[Passage for review]
# Artificial Neural Network

*Note: The code in this document cannot run*

## 1. Introduction and Overview

### 1.1 Introduction

Neural Networks (NN) are like the fundamentals of Deep Learning. With enough data and computational power, they can be used to solve almost any problems. While it is totally fine to treat these NN like black boxes, it's much more exciting and educational to learn what lies behind this term and how they work. 

As such, this project aims to create an Artificial Neural Network (ANN) from scratch using Python and NumPy. This documentation explains the flow of the ANN and how it works from behind the hood. 

### 1.2 Overview

![Neural Network Diagram](../static/Neural%20Network.png)

Above is a very simplistic view of the diagram. It has some coloured circles connected to each other, often referred to as neurons. Basically, how it works it that a Neural Network consists of an Input Layer, multiple Hidden Layers and a final Output Layer. The input is taken in from the Input Layer, passed through multiple Hidden Layers before finally reaching the Output Layer.

[Problem 1] In the neural network page, update the part that begins with the words containing "### 1.1 Introduction" and ends with "how they work." by putting "sealed boxes" in place of "black boxes".
[Problem 2] According to the neural network page, which tools does the project use to build its network from scratch?

[Data]
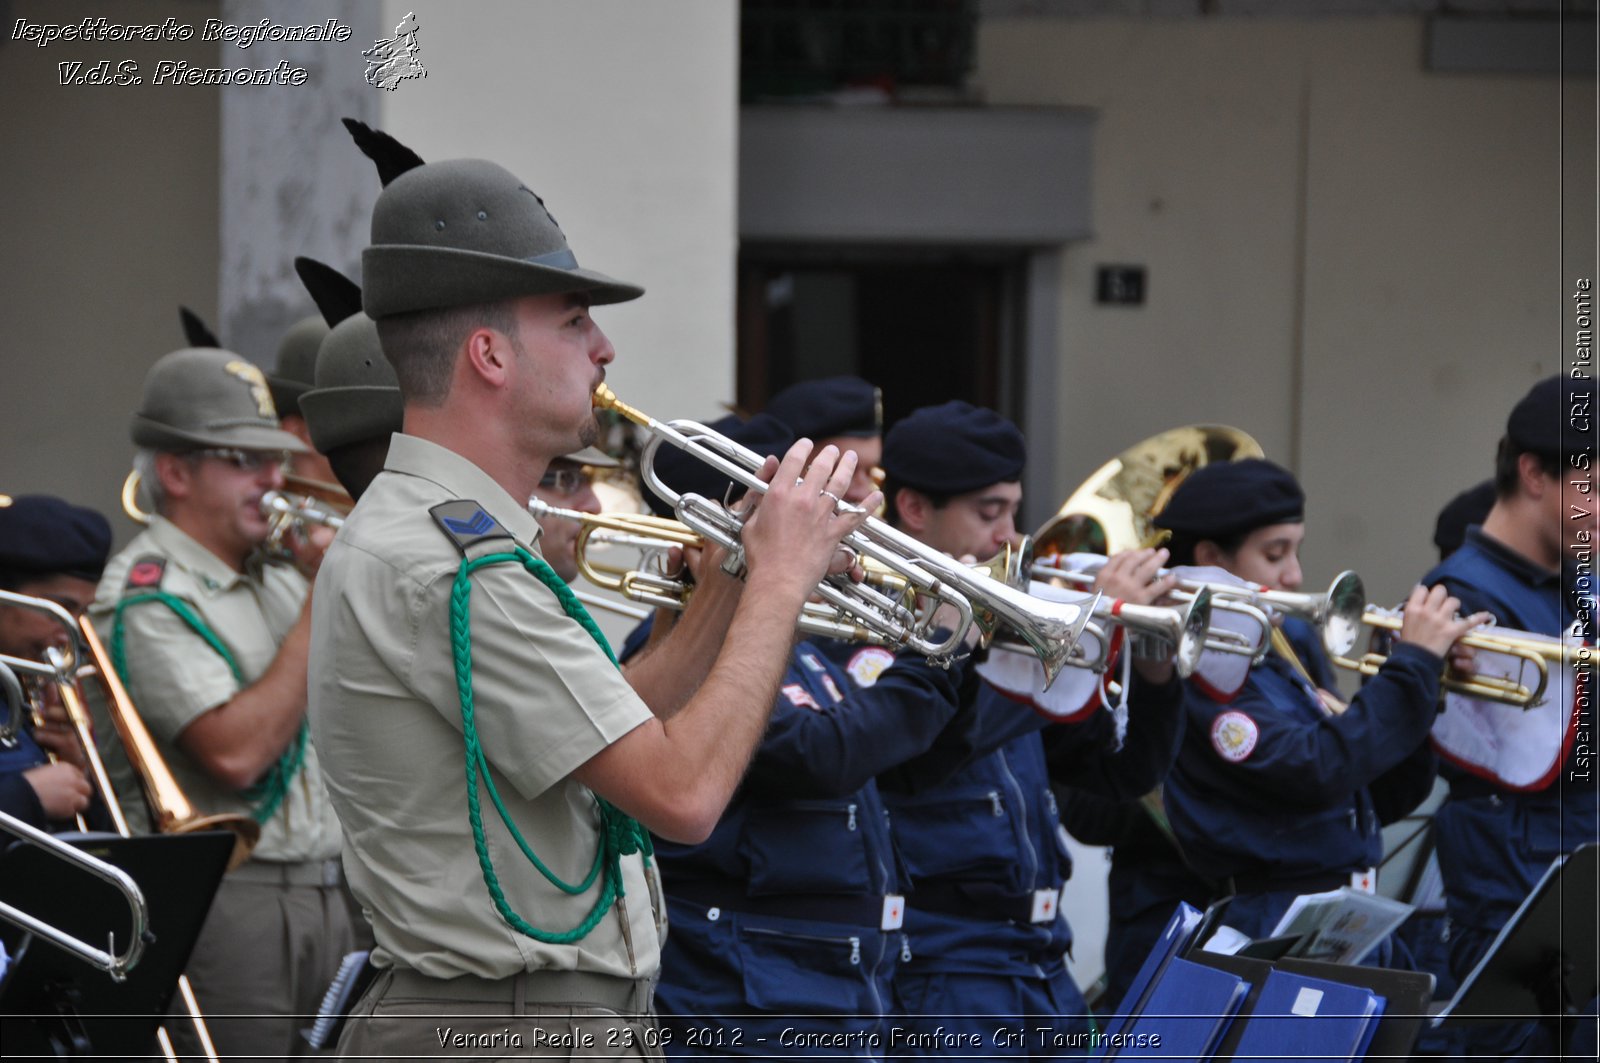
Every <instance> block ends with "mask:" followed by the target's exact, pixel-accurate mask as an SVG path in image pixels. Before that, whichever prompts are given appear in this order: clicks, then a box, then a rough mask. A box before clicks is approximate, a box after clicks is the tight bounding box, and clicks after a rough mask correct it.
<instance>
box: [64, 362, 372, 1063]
mask: <svg viewBox="0 0 1600 1063" xmlns="http://www.w3.org/2000/svg"><path fill="white" fill-rule="evenodd" d="M133 442H134V445H136V448H138V450H136V455H134V467H136V469H138V471H139V472H141V479H142V482H144V490H146V493H147V495H149V496H150V498H152V501H154V511H155V512H154V515H152V517H150V523H149V527H147V528H146V530H144V532H142V533H139V535H138V536H136V538H134V540H133V543H130V544H128V548H126V549H123V551H122V552H120V554H117V557H114V559H112V562H110V565H109V567H107V568H106V575H104V576H102V578H101V583H99V589H98V594H96V597H94V604H93V607H91V615H93V616H94V623H96V626H98V628H99V631H101V637H102V639H106V644H107V648H109V652H110V655H112V661H114V664H115V668H117V671H118V672H120V674H122V680H123V684H125V685H126V688H128V695H130V696H131V698H133V703H134V704H136V706H138V709H139V714H141V716H142V717H144V722H146V725H147V727H149V730H150V735H152V736H154V738H155V743H157V746H158V749H160V752H162V756H163V759H165V760H166V764H168V767H170V768H171V772H173V775H174V778H176V780H178V783H179V786H181V788H182V791H184V794H186V796H187V797H189V800H190V802H192V804H194V805H195V807H197V808H198V810H200V812H203V813H243V815H250V816H253V818H254V820H256V821H259V823H261V842H259V844H258V845H256V848H254V850H253V853H251V858H250V860H248V861H246V863H245V864H243V866H240V868H237V869H234V871H230V872H229V874H227V876H226V877H224V880H222V885H221V889H219V890H218V893H216V898H214V901H213V905H211V913H210V916H208V917H206V922H205V925H203V929H202V932H200V938H198V941H197V945H195V949H194V954H192V956H190V961H189V975H190V980H192V981H194V986H195V993H197V994H198V999H200V1007H202V1010H203V1012H205V1013H208V1015H211V1017H214V1018H213V1021H211V1036H213V1037H214V1041H216V1044H218V1047H219V1049H221V1050H222V1052H224V1053H229V1055H234V1053H238V1055H266V1057H282V1055H293V1053H296V1050H298V1047H299V1045H301V1044H302V1042H301V1034H299V1026H301V1025H302V1021H304V1020H302V1017H304V1015H307V1013H310V1012H315V1009H317V1004H318V1002H320V996H322V993H323V991H325V989H326V986H328V981H330V980H331V978H333V975H334V972H336V970H338V965H339V961H341V957H342V954H344V953H346V951H347V949H349V946H350V941H352V937H350V924H349V914H347V911H346V908H344V901H342V895H341V889H339V876H338V863H336V861H338V855H339V824H338V820H336V818H334V815H333V807H331V805H330V802H328V796H326V792H325V789H323V781H322V765H320V762H318V757H317V749H315V748H312V744H310V743H309V741H307V725H306V652H307V642H309V639H310V610H309V597H307V586H309V584H307V578H309V576H310V575H314V573H315V570H317V565H318V562H320V559H322V549H323V546H325V543H326V538H328V532H326V528H320V530H317V532H314V533H312V536H314V538H315V541H312V540H307V538H302V536H301V535H299V533H291V535H288V536H286V540H285V544H286V546H288V548H290V549H291V551H293V556H294V564H285V562H277V560H269V559H267V557H264V556H262V552H261V548H262V544H264V543H266V541H267V538H269V533H270V523H269V519H267V514H266V511H264V509H262V499H264V496H266V495H267V493H269V491H274V490H282V488H283V461H285V458H286V455H290V453H296V451H301V450H304V443H301V442H299V440H298V439H294V437H293V435H290V434H288V432H285V431H282V429H280V427H278V419H277V413H275V408H274V405H272V395H270V392H269V389H267V381H266V379H264V378H262V375H261V370H258V368H256V367H254V365H251V363H250V362H246V360H245V359H242V357H240V355H237V354H232V352H229V351H222V349H218V347H190V349H184V351H174V352H171V354H168V355H165V357H162V359H160V360H158V362H157V363H155V365H154V367H152V368H150V371H149V373H147V375H146V381H144V394H142V399H141V405H139V410H138V413H134V416H133Z"/></svg>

[Task output 1]
### 1.1 Introduction

Neural Networks (NN) are like the fundamentals of Deep Learning. With enough data and computational power, they can be used to solve almost any problems. While it is totally fine to treat these NN like sealed boxes, it's much more exciting and educational to learn what lies behind this term and how they work.

[Task output 2] Python and NumPy.